### Stated exercise 1
List each line of the records that contains the word "green".

### Source passage
# # # # # # #

Update from August 28, 2007
Tuesday, August 28, 2007
Dear Friends,
This morning, I’m sitting
at Sargent’s Garage in Des Moines’ inner city,
waiting for an oil change for the van.
Graham Gormley, one of the owners, is
particularly hot under the collar. He’s
talking to me and reading big business and big
government the riot act. “Corporations
and Congress are like one entity anymore,”
rails Graham.
It’s early and the
gears operating my cranium haven’t yet fully
engaged. But Graham’s energy and scathing
critique of the state of affairs act like an
additional jolt of caffeine. “It’s really
our fault, the people’s fault, for letting this
happen. What percentage of Americans
doesn’t vote? How many people are
spending so much time with their cell phone,
ipod, tv and computer that they don’t even take
the time to figure out what’s going
on?”

# # # # # # #

### Items
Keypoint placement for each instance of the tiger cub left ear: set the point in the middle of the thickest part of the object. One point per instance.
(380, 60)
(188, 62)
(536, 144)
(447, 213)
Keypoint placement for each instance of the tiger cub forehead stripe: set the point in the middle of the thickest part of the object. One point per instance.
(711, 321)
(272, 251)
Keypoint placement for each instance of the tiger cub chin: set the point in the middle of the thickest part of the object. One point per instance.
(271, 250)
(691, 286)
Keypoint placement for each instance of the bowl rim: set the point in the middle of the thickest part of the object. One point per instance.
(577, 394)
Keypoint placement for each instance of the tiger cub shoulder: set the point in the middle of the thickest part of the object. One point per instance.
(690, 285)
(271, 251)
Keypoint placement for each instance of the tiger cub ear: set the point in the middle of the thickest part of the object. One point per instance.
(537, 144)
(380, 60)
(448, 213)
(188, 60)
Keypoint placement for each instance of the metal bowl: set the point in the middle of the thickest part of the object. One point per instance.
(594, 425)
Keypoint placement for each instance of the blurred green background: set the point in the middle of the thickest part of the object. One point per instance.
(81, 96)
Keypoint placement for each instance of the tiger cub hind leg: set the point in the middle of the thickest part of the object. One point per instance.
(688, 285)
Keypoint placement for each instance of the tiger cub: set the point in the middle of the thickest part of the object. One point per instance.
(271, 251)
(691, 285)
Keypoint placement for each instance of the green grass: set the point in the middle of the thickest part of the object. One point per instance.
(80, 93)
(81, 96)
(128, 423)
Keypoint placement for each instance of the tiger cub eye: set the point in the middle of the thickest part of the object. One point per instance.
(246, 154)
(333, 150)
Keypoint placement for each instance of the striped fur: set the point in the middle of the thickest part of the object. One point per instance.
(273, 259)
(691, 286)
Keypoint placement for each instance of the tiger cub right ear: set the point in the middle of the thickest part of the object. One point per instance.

# # # # # # #

### Stated exercise 2
Go on with the letter about the morning at Sargent's Garage, starting right after its last sentence.

### Result 1
Keypoint placement for each instance of the blurred green background: set the point in the middle of the thickest part of the object. One point per instance.
Keypoint placement for each instance of the green grass: set the point in the middle of the thickest part of the object. One point per instance.

### Result 2
A lot, I offer. In fact, the
largest political block in America today is not
Democrats or Republicans. It’s not even
those registered “No Party.” The most
potent political block in America is
non-voters, a force that could change the
direction of our nation in one election if
people would choose to engage.
Somehow,
we have to get beyond the ridiculous, popular
notion that all politicians are crooks.
Heck, even my favorite folk singer, Don McLean,
said as much from the stage as he performed the
closing act at the Iowa State Fair earlier this
month, calling all presidential candidates
“liars.” Do some tell lies? Sure.
Big ones. But if McLean would choose to
pay attention, he would hear a lot of truth in
what some of the candidates have to say.
In fact, some campaign rhetoric follows the
same themes McLean so poetically expresses in
his music.
I don’t know how to put this
any more emphatically, so imagine that the next
sentence is highlighted, bold-faced and
underlined (this e-mail program only allows
caps): WE ARE THE GOVERNMENT. IF
POLITICIANS ARE CORRUPT AND ACT ONLY IN THE
INTEREST OF BIG BUSINESS AND THE VERY WEALTHY,
IT’S BECAUSE WE LET THEM GET AWAY WITH
IT!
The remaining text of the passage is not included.